Given data:
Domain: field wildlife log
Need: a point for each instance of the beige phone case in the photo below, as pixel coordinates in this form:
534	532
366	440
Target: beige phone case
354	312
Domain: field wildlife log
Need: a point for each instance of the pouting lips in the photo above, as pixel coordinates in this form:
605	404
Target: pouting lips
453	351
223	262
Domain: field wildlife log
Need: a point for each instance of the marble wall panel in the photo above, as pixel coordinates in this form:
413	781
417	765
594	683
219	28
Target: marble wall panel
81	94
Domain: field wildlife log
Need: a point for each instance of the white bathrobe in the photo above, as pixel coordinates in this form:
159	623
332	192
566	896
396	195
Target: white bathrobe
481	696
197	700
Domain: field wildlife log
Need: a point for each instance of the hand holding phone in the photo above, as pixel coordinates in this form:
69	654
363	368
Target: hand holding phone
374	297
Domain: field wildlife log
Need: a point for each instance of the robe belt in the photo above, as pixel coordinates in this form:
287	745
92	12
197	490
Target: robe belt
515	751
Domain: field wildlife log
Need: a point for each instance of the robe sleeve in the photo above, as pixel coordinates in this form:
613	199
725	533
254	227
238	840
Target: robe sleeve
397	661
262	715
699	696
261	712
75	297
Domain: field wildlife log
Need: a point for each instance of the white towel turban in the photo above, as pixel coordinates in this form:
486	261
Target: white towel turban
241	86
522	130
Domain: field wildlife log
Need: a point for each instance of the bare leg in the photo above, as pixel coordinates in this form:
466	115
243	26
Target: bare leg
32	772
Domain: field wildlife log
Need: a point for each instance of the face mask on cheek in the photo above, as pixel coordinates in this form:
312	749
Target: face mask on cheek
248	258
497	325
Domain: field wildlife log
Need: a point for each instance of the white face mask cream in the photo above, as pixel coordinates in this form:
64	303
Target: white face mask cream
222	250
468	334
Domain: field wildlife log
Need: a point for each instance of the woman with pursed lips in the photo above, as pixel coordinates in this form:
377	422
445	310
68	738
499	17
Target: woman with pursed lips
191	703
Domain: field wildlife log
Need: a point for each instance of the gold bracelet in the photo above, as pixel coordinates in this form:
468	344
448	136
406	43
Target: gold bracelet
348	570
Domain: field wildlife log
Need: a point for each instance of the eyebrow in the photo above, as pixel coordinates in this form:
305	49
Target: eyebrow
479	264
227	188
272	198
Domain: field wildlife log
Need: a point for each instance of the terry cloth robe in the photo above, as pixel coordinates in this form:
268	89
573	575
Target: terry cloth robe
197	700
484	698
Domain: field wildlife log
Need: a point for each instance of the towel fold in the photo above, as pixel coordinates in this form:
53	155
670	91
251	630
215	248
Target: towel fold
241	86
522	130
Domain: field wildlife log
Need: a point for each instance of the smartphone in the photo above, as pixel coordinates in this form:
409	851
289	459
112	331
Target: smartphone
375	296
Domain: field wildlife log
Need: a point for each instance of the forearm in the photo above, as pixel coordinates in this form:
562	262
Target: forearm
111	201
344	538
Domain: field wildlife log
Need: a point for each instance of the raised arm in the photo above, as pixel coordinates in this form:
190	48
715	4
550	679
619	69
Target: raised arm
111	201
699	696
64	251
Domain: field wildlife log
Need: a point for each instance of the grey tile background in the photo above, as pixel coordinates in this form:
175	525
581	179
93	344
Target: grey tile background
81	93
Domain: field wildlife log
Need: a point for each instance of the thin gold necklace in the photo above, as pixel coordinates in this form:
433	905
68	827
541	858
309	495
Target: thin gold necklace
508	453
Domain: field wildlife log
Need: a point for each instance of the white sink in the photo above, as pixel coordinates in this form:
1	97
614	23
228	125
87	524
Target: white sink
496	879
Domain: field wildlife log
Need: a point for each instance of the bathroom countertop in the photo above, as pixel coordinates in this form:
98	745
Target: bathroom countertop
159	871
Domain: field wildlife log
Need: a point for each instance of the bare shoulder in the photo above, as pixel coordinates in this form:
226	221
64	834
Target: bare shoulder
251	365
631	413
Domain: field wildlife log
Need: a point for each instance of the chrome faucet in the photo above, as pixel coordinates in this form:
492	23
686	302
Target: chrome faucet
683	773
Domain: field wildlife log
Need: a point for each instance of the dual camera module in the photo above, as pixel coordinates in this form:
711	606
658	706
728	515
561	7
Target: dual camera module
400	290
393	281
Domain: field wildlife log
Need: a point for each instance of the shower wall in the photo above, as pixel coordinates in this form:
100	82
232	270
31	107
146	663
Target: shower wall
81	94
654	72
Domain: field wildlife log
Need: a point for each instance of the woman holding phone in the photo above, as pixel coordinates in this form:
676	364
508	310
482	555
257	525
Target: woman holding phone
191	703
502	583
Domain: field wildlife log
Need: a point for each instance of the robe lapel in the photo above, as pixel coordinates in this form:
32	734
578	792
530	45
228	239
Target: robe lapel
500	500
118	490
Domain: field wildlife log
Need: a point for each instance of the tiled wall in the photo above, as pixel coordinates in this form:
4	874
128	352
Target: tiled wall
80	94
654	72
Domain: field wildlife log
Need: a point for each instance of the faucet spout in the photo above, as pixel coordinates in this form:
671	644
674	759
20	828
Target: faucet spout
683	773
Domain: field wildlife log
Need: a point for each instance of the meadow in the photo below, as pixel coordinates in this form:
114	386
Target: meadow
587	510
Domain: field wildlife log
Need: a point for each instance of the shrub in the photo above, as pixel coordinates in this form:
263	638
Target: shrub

To do: Write out every entry again, keeping each line exactly the same.

Solution below:
Domain: field wildlife log
Need: a point for each instance of the beige phone case in the photo below, as pixel coordinates in this form:
534	532
366	440
Target: beige phone case
354	312
Domain: field wildlife log
Need: a point for each instance of the pouting lips in the photo above, as pixel coordinates in this form:
605	404
Target: pouting lips
453	351
223	262
Domain: field wildlife log
Need: a point for each instance of the marble wall panel in the photo above, as pixel coordinates in this form:
413	781
417	765
594	683
219	28
Target: marble wall panel
81	94
Domain: field wildlife log
Need: a point for each instance of the white bathrobe in the photo above, as pixel coordinates in this form:
159	623
332	192
566	896
396	195
Target: white bathrobe
481	696
197	700
Domain: field wildlife log
Need: a point for each instance of the hand holding phone in the photo above, as pixel coordinates in this form:
69	654
363	368
Target: hand holding phone
374	297
Domain: field wildlife log
Need: a point for each instance of the robe belt in the photo above, as pixel coordinates in this form:
287	745
92	12
197	490
Target: robe belt
515	751
Domain: field wildlife log
Need: a point for each instance of the robe sleeve in the photo above, as pixel coordinates in this form:
613	199
725	533
254	227
238	840
Target: robe sleeve
397	661
262	715
699	696
261	712
75	297
Domain: field wildlife log
Need: a point for each instance of the white towel turban in the photo above, as pixel coordinates in this form:
486	261
Target: white towel turban
241	86
522	130
Domain: field wildlife log
Need: a point for each instance of the bare leg in the photo above, as pixel coordinates in this form:
466	115
243	26
Target: bare leg
32	772
Domain: field wildlife log
Need: a point for each instance of the face mask on cheek in the photo above, as pixel coordinates in this form:
312	749
Target: face mask on cheek
248	258
497	325
Domain: field wildlife log
Need: a point for each instance of the white face mask cream in the photo above, as pixel coordinates in this form:
64	303
Target: white face mask cream
222	250
468	334
Domain: field wildlife log
Need: a point for each instance of the woman with pursed lips in the photo above, as pixel coordinates in this form:
377	422
445	310
68	738
499	17
Target: woman with pursed lips
191	703
Domain: field wildlife log
Need: a point for each instance of the gold bracelet in the photo above, as pixel coordinates in this form:
468	344
448	136
406	43
Target: gold bracelet
348	570
Domain: field wildlife log
Need: a point for each instance of the eyebrow in the photo above, as pixel coordinates in this form:
305	49
Target: eyebrow
479	264
227	188
272	198
Domain: field wildlife log
Need: a point for each instance of the terry cloth robe in the photo above, as pixel coordinates in this form:
268	89
573	575
Target: terry cloth robe
197	700
484	698
Domain: field wildlife log
Need: a point for each instance of the towel fold in the photo above, as pixel coordinates in this form:
53	155
670	91
251	630
215	248
Target: towel fold
241	86
522	130
Domain: field wildlife log
Need: a point for each instance of the smartphone in the photo above, as pixel coordinates in this form:
409	851
289	459
112	331
Target: smartphone
375	296
Domain: field wildlife log
Need: a point for each instance of the forearm in the photo above, as pixel coordinates in this form:
562	262
Target: forearm
111	201
344	538
Domain: field wildlife log
Need: a point for each instance of the raised arm in the photo above, as pixel coordinates in this form:
190	48
715	4
550	679
619	69
Target: raised arm
111	201
699	696
64	251
Domain: field wildlife log
Need: a point for each instance of the grey tile background in the photo above, as pixel coordinates in this form:
175	525
581	179
93	344
Target: grey tile background
81	93
Domain: field wildlife log
Need: a point for each instance of the thin gold necklace in the photo above, as pixel coordinates in this form:
433	905
68	827
541	858
309	495
Target: thin gold necklace
508	453
Domain: field wildlife log
Need: a point for each instance of the white sink in the photo above, as pixel coordinates in this form:
1	97
614	23
228	125
87	524
Target: white sink
496	879
Domain: field wildlife log
Need: a point for each instance of the bathroom countertop in the photo above, as pixel coordinates in this form:
98	745
Target: bathroom countertop
159	871
Domain: field wildlife log
Need: a point for each instance of the bare shoulder in the photo above, as pixel coordinates in this form:
226	221
64	834
Target: bare shoulder
251	365
631	413
Domain: field wildlife log
Need: a point for each instance of the chrome faucet in the photo above, as pixel coordinates in this form:
492	23
686	302
Target: chrome faucet
683	773
Domain: field wildlife log
Need: a point for each instance of the dual camera module in the photo above, as pixel coordinates in this form:
711	606
658	706
728	515
561	7
Target: dual camera module
400	290
393	281
Domain: field wildlife log
Need: a point for each instance of the shower wall in the photo above, as pixel coordinates in this form:
100	82
232	270
31	107
146	663
Target: shower wall
81	94
654	72
Domain: field wildlife log
Need: a point for each instance of the woman holding phone in the photo above, as pixel coordinates in this form:
676	364
508	310
482	555
257	525
Target: woman holding phone
191	703
502	583
Domain: field wildlife log
Need: a point for each instance of the robe lapel in the photo above, as pixel coordinates in this form:
32	734
578	792
530	45
228	239
Target: robe lapel
500	500
118	490
Domain: field wildlife log
Need: a point for each instance of the tiled wall in the photo above, as pixel coordinates in this form:
4	874
128	352
Target: tiled wall
80	94
654	72
Domain: field wildlife log
Need: a point for each instance of the faucet spout in the photo above, as pixel coordinates in this form:
671	644
674	759
20	828
Target: faucet spout
683	773
Domain: field wildlife log
Need: a point for each instance of the meadow in the photo below, as pixel coordinates in this form:
114	386
Target: meadow
587	510
Domain: field wildlife log
Need: a point for each instance of the shrub in the photo above, as pixel coordinates in this form:
263	638
Target: shrub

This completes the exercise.